╔══
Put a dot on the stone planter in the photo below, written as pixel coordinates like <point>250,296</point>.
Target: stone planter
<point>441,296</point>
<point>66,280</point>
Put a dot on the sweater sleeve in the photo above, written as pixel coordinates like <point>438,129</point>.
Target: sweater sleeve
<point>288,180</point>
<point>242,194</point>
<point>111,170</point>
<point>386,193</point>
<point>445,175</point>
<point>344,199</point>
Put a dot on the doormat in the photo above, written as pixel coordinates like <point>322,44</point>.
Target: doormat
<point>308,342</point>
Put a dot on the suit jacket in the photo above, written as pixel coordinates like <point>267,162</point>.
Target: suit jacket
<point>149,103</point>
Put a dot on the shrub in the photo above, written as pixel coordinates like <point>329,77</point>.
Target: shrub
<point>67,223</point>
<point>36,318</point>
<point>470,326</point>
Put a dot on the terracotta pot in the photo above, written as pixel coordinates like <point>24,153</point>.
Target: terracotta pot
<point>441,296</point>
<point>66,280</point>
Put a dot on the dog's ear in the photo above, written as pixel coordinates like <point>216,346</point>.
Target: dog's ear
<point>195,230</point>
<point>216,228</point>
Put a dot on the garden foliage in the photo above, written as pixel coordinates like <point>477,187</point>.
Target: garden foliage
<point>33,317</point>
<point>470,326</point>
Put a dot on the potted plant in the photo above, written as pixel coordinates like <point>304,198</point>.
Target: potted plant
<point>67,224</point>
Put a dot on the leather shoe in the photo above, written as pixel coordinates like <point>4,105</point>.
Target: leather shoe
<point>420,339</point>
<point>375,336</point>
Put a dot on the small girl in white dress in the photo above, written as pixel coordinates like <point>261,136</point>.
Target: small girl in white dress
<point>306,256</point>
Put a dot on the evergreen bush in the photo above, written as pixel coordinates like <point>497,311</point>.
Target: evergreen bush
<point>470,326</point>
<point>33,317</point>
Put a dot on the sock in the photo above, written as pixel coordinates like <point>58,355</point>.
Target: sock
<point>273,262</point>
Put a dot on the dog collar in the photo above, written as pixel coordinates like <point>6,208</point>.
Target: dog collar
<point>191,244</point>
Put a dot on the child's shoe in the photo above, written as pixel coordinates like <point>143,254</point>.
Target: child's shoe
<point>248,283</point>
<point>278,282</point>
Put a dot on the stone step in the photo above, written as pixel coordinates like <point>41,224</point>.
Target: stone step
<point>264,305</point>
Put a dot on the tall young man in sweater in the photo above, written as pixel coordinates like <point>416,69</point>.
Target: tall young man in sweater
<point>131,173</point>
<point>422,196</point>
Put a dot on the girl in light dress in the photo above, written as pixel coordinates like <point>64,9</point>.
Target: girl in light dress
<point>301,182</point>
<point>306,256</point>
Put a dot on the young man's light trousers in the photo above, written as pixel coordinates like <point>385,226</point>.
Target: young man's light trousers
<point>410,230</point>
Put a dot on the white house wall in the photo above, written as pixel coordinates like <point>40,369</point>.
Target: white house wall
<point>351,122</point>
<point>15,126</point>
╚══
● **About this task**: Would you quote everything above from the line containing "Put a dot on the sweater" down to the line containing "Put a dot on the child's"? Include both of those lines and nothing else.

● **Finished exercise**:
Put a dot on the sweater sleeve in the photo above, written as pixel coordinates like <point>438,129</point>.
Target: sweater sleeve
<point>288,180</point>
<point>242,194</point>
<point>111,170</point>
<point>386,193</point>
<point>445,175</point>
<point>344,199</point>
Put a dot on the doormat in the photo above, written as pixel coordinates like <point>322,44</point>.
Target: doormat
<point>308,342</point>
Put a dot on the suit jacket in the photo above, written as pixel coordinates like <point>267,162</point>.
Target: suit jacket
<point>149,103</point>
Put a dot on the shrub in the photo above, written as pixel coordinates like <point>329,77</point>.
Target: shrub
<point>67,223</point>
<point>36,318</point>
<point>470,326</point>
Put a dot on the terracotta pot in the photo above, written as pixel coordinates like <point>24,153</point>.
Target: terracotta pot
<point>441,296</point>
<point>66,280</point>
Put a dot on the dog's ear in the photo above, written as pixel coordinates like <point>216,346</point>.
Target: dog's ear
<point>195,230</point>
<point>216,228</point>
Put a dot on the garden foliage in the photo above, written as pixel coordinates like <point>477,187</point>.
Target: garden foliage
<point>33,317</point>
<point>470,326</point>
Put a dot on the potted plant in the photo above, written as pixel coordinates like <point>304,198</point>.
Target: potted plant
<point>67,224</point>
Put a dot on the leather shoe in the photo above, written as pixel coordinates like <point>4,105</point>.
Target: leather shoe
<point>420,339</point>
<point>375,336</point>
Put a dot on the small girl in white dress in the photo above, written as pixel coordinates like <point>261,136</point>.
Target: small girl in white dress
<point>306,256</point>
Put a dot on the evergreen bush in the photo above, written as pixel coordinates like <point>497,311</point>.
Target: evergreen bush
<point>470,326</point>
<point>33,317</point>
Put a dot on the sock in the photo above, written as pixel coordinates like <point>58,355</point>.
Target: sock
<point>273,262</point>
Put a dot on the dog collar in the photo above, written as pixel coordinates like <point>6,208</point>.
Target: dog collar
<point>191,244</point>
Put a dot on the child's shoe in the photo above, written as pixel coordinates like <point>143,254</point>.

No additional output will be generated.